* [STATED PROBLEM 1]
Pick out every line in the entries that contains the string "point", matching upper and lower case exactly.

* [PASSAGE TO READ]
-----
The Hyundai IONIQ 6 / Credit: Hyundai North America
Last February there were nine EVs that leased for an average monthly cost of under $400 before tax and license. Since then, factory incentives have become even more attractive, and now four of those nine are leasing for under $300/month. A fifth EV, one that leased for over $400/month back then, has plunged into the sub-$300 club after a $120/month cut in cost.
Under $300/month is notable because many people spend more than that on gas, and, depending on where you get your electricity from, switching to an EV could offset most or all of the cost of the lease.
Have EV leases bottomed yet? Maybe. There are signs of it in a few of these offers, but at this point only time can tell. In any case, these five electrics have some of the best lease terms we’ve seen in years, perhaps ideal for drivers yearning to start their electric transition with minimal financial commitment.
1. 2024 Hyundai Kona Electric SEL – $234/month
At $199/month for 24 months and $1029 to start, the Hyundai Kona Electric has an average monthly lease cost that’s 35% less than when the second-generation models first reached our shores earlier this year. In well-equipped SEL trim (MSRP $38,050), the redesigned front-drive five-passenger crossover carries 25.5 cubic feet behind its rear seats, travels 261 miles on a full charge and scoots from zero to 60mph in 6.7 seconds.
2024 Hyundai Kona electric (Source: Hyundai)
Curiously, the Kona Electric in SE trim (MSRP $34,050) leases for $28/month more than the SEL despite being $4000 cheaper on a purchase. So those willing to settle for the base model’s relatively mild 8.7-second 0-60 time and below-average 200-mile range in an effort to save a bit of money should consider buying rather than leasing, especially since Hyundai’s rebate on a purchase matches the $7500 incentive that contributes to the amazing lease rates.
Hyundai dealers don’t stock many of these gems. By our observation, it seems that the Kona Electric makes up less than 5% of a given dealership’s EV inventory, so huge discounts, like the car itself, are a bit rare. Let us help you find a Hyundai Kona Electric in your area.
-----
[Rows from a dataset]
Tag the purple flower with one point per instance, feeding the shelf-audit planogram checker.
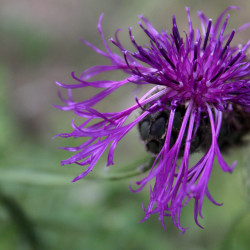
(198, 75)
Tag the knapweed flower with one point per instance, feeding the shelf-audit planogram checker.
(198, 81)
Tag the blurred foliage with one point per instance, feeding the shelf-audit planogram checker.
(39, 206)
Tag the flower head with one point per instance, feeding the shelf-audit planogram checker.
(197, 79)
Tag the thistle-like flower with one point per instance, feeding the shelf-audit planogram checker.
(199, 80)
-----
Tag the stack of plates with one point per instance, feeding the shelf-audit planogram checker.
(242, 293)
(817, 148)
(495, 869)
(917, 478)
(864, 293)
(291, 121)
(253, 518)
-----
* [STATED PROBLEM 2]
Extend the article on low-cost EV leases, picking up right after its last sentence.

* [RIGHT ANSWER 1]
Tag the purple flower with one point per instance, feeding the shelf-audit planogram checker.
Tag the knapweed flower with one point per instance, feeding the shelf-audit planogram checker.
Tag the blurred foliage with one point per instance, feeding the shelf-audit planogram checker.
Tag the flower head with one point per instance, feeding the shelf-audit planogram checker.
Tag the thistle-like flower with one point per instance, feeding the shelf-audit planogram checker.
Tag the stack of plates with one point per instance, feeding the shelf-audit planogram checker.

* [RIGHT ANSWER 2]
I thought about striking this one off the list since the 2023 Solterra seems to be completely sold out. It remains on the list since there are some incredible dealer discounts on 2024 models that could drive the average monthly lease cost of a 2024 to well below $300/month. Most notably, Heritage Subaru Catonsville in Maryland, Diehl Subaru in Ohio, and Diablo Subaru of Walnut Creek in California are discounting in-stock 2024 Solterras in Premium trim by $6500 or more, which should translate into a $70/month reduction from the factory lease terms, resulting in an effective monthly lease cost of $250 to $260 per month. Judging by the market reaction to a no-down, $241/month factory lease offer that quickly cleaned out 2023 models from dealer inventories in April, $260/month is a pretty good deal for a current-year all-wheel-drive five-passenger crossover that goes 227 miles on a charge, hustles from zero to 60mph in 6.5 seconds, and carries 29 cubic feet of cargo behind its rear seats.
2024 Subaru Solterra (Source: Subaru)
By our count, Solterra availability has at least tripled in the last two months as an influx of 2024 models arrived at dealerships, which might be part of the reason for some of the enticing discounts we found. Find a great deal on a Subaru Solterra near you.
3. 2024 Hyundai Ioniq 6 SE RWD – $264/month
Maybe it’s not the cheapest lease on this list, but its incredible 361-mile range arguably makes the Hyundai Ioniq 6 SE in rear-wheel-drive configuration the best value of the bunch. Capable of sprinting to 60mph in just 6.2 seconds, the five-passenger sedan clearly manages to achieve its range without sacrificing performance. A slippery albeit somewhat polarizing exterior design likely factors into its efficiency, leaving a smaller than average 11.2 cubic foot trunk as perhaps the only evidence of compromise.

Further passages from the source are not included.